* **AIM OF THE TASK**:
Gather, from the listing beneath this task, every line holding the string "bark".

* **EXERCISE MATERIALS**:
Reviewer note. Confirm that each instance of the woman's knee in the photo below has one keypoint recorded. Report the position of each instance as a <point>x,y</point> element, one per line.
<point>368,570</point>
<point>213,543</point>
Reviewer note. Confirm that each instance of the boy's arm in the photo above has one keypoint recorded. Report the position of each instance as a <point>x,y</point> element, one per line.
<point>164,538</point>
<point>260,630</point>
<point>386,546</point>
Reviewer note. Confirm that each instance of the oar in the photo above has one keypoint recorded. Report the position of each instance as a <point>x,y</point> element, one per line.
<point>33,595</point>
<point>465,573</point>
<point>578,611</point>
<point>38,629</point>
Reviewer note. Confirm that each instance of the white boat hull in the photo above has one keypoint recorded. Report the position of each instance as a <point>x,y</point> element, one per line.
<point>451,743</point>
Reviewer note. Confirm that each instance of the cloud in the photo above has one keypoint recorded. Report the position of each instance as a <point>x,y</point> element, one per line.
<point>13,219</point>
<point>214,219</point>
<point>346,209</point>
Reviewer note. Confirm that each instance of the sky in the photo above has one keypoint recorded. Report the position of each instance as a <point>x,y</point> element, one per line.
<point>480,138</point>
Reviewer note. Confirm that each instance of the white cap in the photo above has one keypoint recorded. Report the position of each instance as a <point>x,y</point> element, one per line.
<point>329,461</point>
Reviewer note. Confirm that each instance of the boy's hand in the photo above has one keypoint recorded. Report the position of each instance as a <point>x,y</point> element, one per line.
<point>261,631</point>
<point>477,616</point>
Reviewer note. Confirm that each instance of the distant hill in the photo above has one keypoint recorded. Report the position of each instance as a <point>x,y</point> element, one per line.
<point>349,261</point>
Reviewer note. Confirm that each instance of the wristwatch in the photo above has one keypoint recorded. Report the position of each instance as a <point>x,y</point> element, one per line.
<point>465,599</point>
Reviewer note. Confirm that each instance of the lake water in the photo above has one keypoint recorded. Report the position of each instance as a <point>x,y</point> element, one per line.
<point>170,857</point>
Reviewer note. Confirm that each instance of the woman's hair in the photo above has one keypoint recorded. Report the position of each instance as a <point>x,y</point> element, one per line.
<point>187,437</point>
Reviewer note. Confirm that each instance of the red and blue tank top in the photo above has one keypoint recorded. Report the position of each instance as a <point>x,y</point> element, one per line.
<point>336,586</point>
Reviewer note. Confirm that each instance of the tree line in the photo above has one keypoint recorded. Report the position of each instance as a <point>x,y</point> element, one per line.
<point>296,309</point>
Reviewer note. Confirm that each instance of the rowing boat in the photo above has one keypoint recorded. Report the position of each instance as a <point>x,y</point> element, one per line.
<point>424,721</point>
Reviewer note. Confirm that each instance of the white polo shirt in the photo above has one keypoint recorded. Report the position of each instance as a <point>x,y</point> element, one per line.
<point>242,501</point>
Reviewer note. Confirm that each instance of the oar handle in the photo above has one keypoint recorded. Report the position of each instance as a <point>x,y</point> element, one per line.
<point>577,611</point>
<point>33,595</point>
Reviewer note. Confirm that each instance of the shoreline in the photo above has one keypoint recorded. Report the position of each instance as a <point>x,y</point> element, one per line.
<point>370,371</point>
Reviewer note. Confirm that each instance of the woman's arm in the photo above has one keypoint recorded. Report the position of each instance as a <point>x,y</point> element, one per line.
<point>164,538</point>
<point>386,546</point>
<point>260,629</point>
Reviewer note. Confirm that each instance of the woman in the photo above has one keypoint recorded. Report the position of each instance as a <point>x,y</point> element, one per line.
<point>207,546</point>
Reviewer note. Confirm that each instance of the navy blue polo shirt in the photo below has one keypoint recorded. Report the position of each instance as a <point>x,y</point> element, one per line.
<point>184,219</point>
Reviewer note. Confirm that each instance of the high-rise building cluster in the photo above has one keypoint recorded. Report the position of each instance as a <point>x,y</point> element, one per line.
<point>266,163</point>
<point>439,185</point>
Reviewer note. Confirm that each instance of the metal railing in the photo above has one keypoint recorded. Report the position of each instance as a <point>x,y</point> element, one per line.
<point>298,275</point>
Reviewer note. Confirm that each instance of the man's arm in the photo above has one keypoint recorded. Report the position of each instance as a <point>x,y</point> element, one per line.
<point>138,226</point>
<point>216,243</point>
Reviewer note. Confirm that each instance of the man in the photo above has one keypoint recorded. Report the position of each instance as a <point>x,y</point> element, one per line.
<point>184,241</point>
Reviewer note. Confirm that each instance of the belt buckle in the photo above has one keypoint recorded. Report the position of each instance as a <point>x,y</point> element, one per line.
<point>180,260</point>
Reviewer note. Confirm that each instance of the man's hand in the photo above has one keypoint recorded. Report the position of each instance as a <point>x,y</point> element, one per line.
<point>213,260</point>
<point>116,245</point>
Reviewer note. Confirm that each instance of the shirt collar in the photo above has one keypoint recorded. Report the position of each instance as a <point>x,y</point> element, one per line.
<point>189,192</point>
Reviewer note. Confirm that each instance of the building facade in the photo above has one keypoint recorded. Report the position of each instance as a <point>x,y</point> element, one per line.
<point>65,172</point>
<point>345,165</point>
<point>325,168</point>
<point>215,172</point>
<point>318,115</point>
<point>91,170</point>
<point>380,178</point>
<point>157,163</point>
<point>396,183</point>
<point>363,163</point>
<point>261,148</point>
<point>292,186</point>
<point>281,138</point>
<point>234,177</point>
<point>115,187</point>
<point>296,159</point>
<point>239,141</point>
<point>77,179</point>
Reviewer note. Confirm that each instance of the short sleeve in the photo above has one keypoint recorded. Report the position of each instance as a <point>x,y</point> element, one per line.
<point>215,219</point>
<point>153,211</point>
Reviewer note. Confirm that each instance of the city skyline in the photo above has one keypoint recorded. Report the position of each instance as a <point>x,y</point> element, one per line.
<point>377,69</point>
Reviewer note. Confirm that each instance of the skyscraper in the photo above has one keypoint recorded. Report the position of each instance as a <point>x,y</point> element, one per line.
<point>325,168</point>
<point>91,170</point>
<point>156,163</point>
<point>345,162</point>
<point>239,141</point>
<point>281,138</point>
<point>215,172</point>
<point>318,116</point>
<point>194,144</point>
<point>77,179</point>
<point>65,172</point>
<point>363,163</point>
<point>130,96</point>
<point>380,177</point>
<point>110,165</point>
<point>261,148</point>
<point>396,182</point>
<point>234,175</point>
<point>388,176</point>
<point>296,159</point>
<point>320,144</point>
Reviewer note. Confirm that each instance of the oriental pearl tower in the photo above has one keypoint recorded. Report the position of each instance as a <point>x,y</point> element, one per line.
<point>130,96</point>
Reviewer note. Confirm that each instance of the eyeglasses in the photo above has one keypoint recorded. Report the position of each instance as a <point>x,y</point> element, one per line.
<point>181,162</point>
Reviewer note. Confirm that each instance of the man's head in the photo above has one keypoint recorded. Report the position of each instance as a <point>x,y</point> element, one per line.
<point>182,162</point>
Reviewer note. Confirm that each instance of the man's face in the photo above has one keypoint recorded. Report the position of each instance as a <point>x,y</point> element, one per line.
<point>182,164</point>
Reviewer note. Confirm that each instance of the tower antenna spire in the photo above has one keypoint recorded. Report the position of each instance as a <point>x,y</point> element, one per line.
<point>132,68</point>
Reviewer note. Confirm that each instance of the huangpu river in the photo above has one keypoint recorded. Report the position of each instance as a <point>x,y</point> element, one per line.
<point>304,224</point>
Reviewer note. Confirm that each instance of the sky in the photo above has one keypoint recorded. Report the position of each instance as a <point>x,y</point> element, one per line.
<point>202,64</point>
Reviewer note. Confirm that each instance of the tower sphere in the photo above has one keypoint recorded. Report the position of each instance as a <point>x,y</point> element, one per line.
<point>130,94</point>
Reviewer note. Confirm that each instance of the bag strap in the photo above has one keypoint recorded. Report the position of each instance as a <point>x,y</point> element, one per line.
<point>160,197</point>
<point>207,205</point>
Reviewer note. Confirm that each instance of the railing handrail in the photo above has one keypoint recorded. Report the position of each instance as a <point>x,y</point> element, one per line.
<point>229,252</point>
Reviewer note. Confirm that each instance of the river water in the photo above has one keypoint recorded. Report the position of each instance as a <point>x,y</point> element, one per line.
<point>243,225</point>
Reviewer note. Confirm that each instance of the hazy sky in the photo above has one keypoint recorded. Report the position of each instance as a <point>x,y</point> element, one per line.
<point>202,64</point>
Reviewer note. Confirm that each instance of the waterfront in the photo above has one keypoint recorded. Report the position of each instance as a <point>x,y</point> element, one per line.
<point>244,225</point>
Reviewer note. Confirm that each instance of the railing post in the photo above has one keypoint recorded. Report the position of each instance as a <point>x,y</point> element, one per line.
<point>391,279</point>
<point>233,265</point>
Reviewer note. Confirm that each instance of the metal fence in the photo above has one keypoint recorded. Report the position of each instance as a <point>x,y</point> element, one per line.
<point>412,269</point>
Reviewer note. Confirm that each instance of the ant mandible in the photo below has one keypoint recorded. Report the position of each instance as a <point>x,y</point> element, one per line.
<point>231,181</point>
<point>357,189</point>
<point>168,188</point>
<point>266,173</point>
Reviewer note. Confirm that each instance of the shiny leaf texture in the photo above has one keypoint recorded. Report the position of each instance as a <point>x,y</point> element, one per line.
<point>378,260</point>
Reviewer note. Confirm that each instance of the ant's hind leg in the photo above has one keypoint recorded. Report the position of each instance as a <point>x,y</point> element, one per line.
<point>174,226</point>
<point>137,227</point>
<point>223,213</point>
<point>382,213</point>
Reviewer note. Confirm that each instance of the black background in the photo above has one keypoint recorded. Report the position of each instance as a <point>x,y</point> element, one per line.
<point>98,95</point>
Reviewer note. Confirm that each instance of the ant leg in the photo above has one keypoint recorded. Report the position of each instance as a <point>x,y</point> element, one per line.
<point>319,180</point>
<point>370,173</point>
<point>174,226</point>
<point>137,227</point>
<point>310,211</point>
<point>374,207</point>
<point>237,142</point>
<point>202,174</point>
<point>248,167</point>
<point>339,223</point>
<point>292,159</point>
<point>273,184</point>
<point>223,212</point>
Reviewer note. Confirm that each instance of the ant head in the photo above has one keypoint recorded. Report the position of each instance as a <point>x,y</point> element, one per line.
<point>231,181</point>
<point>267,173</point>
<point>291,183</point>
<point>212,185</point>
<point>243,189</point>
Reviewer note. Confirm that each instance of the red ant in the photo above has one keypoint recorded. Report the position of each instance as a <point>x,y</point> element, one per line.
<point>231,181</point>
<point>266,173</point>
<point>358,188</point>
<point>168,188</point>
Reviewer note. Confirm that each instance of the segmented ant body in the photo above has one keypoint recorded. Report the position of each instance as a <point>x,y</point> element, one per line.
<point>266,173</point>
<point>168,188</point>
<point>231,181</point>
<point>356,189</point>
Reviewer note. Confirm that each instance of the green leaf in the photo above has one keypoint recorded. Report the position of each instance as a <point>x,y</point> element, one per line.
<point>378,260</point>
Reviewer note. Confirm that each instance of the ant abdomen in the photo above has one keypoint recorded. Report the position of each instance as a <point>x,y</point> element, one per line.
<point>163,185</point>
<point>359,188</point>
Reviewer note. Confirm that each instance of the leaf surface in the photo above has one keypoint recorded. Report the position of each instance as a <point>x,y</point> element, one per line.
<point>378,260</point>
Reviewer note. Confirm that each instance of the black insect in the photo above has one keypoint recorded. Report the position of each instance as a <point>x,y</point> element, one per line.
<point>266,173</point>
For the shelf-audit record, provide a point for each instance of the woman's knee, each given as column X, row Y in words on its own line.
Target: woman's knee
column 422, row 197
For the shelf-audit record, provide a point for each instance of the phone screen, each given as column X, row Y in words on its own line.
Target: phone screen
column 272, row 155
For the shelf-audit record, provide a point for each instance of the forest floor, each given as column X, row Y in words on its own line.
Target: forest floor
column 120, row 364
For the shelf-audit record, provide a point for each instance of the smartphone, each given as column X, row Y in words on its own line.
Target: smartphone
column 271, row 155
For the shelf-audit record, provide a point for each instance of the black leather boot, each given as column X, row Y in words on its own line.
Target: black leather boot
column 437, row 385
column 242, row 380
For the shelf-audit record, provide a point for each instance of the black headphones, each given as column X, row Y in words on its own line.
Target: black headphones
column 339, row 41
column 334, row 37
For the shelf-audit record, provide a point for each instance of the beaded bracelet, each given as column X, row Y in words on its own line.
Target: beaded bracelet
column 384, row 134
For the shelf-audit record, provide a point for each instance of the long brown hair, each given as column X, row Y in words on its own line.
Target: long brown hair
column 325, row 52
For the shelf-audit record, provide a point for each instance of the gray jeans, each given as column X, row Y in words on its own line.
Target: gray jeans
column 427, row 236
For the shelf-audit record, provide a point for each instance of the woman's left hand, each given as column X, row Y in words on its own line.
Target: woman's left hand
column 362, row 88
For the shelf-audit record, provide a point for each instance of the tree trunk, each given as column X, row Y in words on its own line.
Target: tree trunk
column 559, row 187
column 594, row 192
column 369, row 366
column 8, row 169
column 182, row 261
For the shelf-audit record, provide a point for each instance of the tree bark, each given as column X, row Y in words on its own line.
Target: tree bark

* **RESPONSE BELOW**:
For the shelf-audit record, provide a point for each instance of the tree bark, each given as column X, row Y in words on its own line.
Target: tree bark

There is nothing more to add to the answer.